__INSTRUCTIONS TO FOLLOW__.
Restate the entries word for word, omitting nothing.

---------------

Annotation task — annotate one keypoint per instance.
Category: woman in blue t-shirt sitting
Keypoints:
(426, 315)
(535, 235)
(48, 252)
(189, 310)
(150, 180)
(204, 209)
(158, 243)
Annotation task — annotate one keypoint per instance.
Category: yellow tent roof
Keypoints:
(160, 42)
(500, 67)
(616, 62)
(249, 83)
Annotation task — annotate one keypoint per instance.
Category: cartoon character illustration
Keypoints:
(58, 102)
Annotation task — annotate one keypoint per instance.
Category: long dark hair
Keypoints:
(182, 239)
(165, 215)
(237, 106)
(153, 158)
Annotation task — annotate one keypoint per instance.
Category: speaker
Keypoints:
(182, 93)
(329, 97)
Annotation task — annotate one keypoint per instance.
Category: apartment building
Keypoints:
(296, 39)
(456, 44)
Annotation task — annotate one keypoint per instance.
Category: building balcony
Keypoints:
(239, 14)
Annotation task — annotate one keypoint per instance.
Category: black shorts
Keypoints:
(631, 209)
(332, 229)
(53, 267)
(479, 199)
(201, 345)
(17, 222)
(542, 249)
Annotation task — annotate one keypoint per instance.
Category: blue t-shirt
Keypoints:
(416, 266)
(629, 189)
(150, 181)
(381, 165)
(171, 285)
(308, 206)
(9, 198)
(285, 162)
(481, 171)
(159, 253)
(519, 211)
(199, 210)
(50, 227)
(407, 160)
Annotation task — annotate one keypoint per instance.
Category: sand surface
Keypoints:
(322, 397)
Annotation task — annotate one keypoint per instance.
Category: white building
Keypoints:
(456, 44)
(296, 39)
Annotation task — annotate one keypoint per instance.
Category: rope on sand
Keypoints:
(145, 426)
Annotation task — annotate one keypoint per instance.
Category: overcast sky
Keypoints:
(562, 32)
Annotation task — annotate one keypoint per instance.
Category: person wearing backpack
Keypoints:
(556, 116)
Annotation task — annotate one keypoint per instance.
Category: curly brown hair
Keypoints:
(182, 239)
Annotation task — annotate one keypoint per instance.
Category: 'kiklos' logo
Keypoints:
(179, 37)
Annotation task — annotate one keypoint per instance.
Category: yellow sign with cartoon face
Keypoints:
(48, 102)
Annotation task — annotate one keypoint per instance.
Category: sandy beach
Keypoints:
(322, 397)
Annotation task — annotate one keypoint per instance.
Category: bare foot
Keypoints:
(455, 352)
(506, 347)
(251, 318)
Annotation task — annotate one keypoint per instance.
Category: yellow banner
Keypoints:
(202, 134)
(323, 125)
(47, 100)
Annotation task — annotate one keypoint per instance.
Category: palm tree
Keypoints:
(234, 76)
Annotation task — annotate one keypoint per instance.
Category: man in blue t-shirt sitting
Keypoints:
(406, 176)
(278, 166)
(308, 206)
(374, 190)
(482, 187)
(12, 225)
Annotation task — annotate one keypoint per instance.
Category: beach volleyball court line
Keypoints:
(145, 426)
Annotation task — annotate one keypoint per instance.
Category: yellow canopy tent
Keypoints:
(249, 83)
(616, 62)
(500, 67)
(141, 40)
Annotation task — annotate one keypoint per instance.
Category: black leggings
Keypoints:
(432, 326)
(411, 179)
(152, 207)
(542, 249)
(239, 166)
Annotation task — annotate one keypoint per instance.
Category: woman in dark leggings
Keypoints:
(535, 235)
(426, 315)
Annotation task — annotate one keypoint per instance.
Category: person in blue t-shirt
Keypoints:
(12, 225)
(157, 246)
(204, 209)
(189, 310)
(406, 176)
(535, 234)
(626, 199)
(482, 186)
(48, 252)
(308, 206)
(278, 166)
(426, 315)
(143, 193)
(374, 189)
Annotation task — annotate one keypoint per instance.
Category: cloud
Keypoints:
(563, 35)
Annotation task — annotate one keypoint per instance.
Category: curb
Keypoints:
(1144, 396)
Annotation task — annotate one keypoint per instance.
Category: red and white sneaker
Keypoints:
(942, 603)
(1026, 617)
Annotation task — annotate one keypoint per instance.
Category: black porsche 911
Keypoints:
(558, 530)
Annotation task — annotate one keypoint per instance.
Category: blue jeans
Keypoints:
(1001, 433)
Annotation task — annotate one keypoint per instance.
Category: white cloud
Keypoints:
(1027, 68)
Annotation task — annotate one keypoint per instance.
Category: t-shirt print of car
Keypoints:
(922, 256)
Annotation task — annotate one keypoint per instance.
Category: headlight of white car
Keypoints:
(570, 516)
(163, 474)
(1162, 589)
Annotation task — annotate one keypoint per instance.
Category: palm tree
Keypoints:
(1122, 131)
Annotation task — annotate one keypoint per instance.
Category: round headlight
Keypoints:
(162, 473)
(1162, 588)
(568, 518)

---------------

__SOLUTION TO THE PROBLEM__.
Annotation task — annotate one keypoint per instance.
Category: woman in blue t-shirt sitting
Keypoints:
(426, 315)
(535, 235)
(48, 252)
(189, 310)
(150, 180)
(204, 209)
(158, 243)
Annotation task — annotate one keypoint per instance.
Category: yellow tent roof
Keypoints:
(160, 42)
(500, 67)
(616, 62)
(249, 83)
Annotation task — annotate one keypoint per instance.
Category: cartoon character illustration
Keypoints:
(58, 102)
Annotation task — annotate one keypoint per instance.
Category: long dark hair
Keypoints:
(182, 239)
(165, 215)
(237, 106)
(153, 158)
Annotation task — annotate one keypoint per instance.
Category: speaker
Keypoints:
(182, 93)
(329, 97)
Annotation task — annotate one keypoint per instance.
Category: apartment building
Keypoints:
(296, 39)
(456, 44)
Annotation task — annotate one keypoint per instance.
Category: building balcony
Keypoints:
(239, 14)
Annotation task — annotate one keypoint per instance.
Category: black shorts
Keypoints:
(631, 209)
(332, 229)
(53, 267)
(479, 199)
(201, 345)
(17, 222)
(542, 249)
Annotation task — annotate one keypoint per instance.
Category: blue t-shirt
Keypoints:
(416, 266)
(629, 189)
(150, 181)
(381, 165)
(171, 285)
(308, 206)
(9, 198)
(285, 162)
(481, 171)
(159, 253)
(519, 211)
(199, 210)
(50, 227)
(407, 160)
Annotation task — annotate one keypoint per instance.
Category: sand surface
Keypoints:
(322, 397)
Annotation task — annotate one keypoint per instance.
Category: white building
Keypoints:
(456, 44)
(296, 39)
Annotation task — annotate one keypoint per instance.
Category: rope on sand
Keypoints:
(145, 426)
Annotation task — annotate one keypoint per instance.
Category: overcast sky
Keypoints:
(562, 32)
Annotation task — annotate one keypoint per instance.
Category: person wearing backpack
Keypoints:
(556, 116)
Annotation task — annotate one keypoint per instance.
Category: curly brown hair
Keypoints:
(182, 239)
Annotation task — annotate one keypoint per instance.
Category: 'kiklos' logo
Keypoints:
(179, 37)
Annotation task — annotate one keypoint per instance.
Category: yellow sign with cartoon face
Keypoints:
(48, 102)
Annotation task — annotate one keypoint per instance.
Category: sandy beach
Keypoints:
(322, 397)
Annotation task — annotate one keypoint per instance.
Category: bare foot
Keypoints:
(455, 352)
(506, 347)
(251, 318)
Annotation task — annotate one keypoint per instance.
Category: yellow banner
Keypoints:
(202, 134)
(323, 125)
(47, 100)
Annotation task — annotate one keypoint per instance.
Category: palm tree
Keypoints:
(234, 76)
Annotation task — annotate one keypoint per instance.
Category: man in blue t-shirt sitting
Keypoints:
(406, 176)
(278, 166)
(308, 206)
(374, 190)
(482, 187)
(12, 225)
Annotation task — annotate one keypoint per instance.
Category: beach volleyball court line
Keypoints:
(145, 426)
Annotation task — annotate one keypoint per instance.
Category: yellow canopy tent
Keypoints:
(249, 83)
(616, 62)
(500, 67)
(141, 40)
Annotation task — annotate one keypoint per instance.
Category: black leggings
Keypoints:
(432, 326)
(411, 179)
(152, 207)
(542, 249)
(239, 166)
Annotation task — annotate one keypoint per instance.
Category: woman in dark leggings
Keypoints:
(535, 235)
(426, 315)
Annotation task — annotate one keypoint per instance.
Category: person in blue t-shirt
Keypoints:
(12, 225)
(157, 246)
(204, 209)
(189, 310)
(406, 176)
(535, 234)
(626, 199)
(482, 186)
(48, 252)
(308, 206)
(278, 166)
(426, 315)
(143, 193)
(374, 189)
Annotation task — annotate one keypoint per instance.
Category: cloud
Keypoints:
(563, 35)
Annotation task — annotate one keypoint per instance.
Category: curb
Keypoints:
(1144, 396)
Annotation task — annotate one keypoint per instance.
Category: red and white sneaker
Keypoints:
(942, 603)
(1026, 617)
Annotation task — annotate one keypoint per instance.
Category: black porsche 911
Keypoints:
(558, 530)
Annotation task — annotate one keypoint per instance.
Category: blue jeans
Keypoints:
(1001, 433)
Annotation task — annotate one keypoint per instance.
Category: white cloud
Keypoints:
(1027, 68)
Annotation task — annotate one keypoint per instance.
Category: t-shirt print of car
Keypoints:
(922, 256)
Annotation task — annotate one keypoint per instance.
Category: headlight of white car
Keypoints:
(570, 516)
(163, 474)
(1162, 589)
Annotation task — annotate one keypoint per instance.
Category: palm tree
Keypoints:
(1122, 131)
Annotation task — annotate one keypoint per instance.
Category: round headlight
Keypoints:
(162, 473)
(1162, 588)
(568, 518)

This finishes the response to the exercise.